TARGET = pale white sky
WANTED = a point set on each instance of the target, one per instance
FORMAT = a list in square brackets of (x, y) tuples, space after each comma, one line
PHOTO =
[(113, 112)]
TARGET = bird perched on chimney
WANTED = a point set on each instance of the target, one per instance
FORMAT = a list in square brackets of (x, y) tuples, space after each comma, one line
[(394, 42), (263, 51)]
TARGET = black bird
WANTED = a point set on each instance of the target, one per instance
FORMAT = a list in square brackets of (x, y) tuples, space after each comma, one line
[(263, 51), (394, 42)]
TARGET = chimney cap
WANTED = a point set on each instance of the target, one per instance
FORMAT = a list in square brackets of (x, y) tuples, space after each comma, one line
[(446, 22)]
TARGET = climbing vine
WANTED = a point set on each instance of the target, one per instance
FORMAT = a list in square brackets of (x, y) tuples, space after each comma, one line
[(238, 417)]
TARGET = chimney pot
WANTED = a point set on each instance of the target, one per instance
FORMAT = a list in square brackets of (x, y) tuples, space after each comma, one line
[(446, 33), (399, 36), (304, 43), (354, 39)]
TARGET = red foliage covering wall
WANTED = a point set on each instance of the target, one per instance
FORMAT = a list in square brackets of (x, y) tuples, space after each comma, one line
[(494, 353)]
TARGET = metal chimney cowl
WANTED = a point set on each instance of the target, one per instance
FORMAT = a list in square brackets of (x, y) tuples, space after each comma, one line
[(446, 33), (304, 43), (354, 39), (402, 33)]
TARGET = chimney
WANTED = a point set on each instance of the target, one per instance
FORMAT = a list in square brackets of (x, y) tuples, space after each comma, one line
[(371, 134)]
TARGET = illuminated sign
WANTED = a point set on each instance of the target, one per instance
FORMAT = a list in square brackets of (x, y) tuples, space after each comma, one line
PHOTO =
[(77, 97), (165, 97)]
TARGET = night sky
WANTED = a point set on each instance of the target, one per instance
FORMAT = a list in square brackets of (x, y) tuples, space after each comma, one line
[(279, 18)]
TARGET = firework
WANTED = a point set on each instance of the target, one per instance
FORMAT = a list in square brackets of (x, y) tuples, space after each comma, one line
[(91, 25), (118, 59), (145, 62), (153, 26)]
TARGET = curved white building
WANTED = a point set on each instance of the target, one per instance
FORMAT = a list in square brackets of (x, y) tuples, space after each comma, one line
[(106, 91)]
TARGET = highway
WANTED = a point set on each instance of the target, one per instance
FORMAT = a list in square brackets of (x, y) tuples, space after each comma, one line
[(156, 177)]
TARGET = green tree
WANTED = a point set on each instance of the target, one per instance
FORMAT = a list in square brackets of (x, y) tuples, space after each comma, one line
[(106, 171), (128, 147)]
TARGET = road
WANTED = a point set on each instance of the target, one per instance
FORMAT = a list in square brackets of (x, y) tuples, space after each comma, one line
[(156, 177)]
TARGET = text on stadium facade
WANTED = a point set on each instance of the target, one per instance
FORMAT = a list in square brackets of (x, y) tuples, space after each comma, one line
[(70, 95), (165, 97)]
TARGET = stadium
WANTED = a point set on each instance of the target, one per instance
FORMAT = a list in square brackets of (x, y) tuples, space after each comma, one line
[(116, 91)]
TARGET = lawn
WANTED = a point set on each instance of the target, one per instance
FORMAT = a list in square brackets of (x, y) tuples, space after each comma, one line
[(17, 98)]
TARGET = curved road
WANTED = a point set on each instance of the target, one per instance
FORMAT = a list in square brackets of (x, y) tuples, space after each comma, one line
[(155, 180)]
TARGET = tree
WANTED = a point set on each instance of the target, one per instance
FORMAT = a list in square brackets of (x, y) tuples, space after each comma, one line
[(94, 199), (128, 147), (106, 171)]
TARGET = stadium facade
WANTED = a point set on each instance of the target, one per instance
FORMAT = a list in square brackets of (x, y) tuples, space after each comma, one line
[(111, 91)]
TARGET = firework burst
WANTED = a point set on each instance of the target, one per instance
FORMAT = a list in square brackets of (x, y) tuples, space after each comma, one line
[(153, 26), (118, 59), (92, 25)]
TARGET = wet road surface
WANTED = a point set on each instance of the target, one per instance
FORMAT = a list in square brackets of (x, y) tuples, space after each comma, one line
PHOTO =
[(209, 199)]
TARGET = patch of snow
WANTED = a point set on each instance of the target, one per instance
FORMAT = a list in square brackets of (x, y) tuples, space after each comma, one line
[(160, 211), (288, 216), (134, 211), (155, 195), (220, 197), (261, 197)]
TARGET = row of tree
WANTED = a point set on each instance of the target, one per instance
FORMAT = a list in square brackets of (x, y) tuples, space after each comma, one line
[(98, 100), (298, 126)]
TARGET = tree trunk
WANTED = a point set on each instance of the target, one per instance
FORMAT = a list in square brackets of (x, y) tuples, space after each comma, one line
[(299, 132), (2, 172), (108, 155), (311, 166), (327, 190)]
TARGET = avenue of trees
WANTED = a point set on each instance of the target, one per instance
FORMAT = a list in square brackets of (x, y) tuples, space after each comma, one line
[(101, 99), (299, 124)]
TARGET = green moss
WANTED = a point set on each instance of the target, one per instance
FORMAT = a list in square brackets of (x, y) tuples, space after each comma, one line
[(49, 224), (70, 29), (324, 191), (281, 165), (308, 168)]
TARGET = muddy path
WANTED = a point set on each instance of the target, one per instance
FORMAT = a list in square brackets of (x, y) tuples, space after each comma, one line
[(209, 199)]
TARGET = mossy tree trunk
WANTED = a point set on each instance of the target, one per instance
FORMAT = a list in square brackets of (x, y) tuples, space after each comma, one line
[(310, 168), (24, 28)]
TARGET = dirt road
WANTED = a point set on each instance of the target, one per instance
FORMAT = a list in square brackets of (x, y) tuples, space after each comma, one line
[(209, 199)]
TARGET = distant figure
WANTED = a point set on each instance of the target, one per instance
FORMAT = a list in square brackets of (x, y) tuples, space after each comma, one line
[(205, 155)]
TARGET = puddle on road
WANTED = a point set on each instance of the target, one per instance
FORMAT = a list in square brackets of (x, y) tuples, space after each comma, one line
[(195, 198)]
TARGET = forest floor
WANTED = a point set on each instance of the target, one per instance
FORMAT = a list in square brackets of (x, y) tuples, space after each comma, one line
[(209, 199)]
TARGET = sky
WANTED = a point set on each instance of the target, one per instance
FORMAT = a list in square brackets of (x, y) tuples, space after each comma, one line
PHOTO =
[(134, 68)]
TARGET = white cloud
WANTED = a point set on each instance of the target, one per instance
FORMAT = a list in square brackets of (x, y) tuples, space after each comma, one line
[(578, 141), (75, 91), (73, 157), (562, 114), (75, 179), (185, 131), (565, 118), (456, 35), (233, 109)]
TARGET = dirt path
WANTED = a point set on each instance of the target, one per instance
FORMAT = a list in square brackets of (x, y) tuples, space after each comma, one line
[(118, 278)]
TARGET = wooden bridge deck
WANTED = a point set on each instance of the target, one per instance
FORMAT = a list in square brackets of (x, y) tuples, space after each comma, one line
══════
What this task involves: Copy all lines in the listing above where the string "chimney" appears.

Response below:
TARGET = bird perched on chimney
TARGET = chimney cap
TARGET = chimney pot
TARGET = metal chimney cowl
TARGET = chimney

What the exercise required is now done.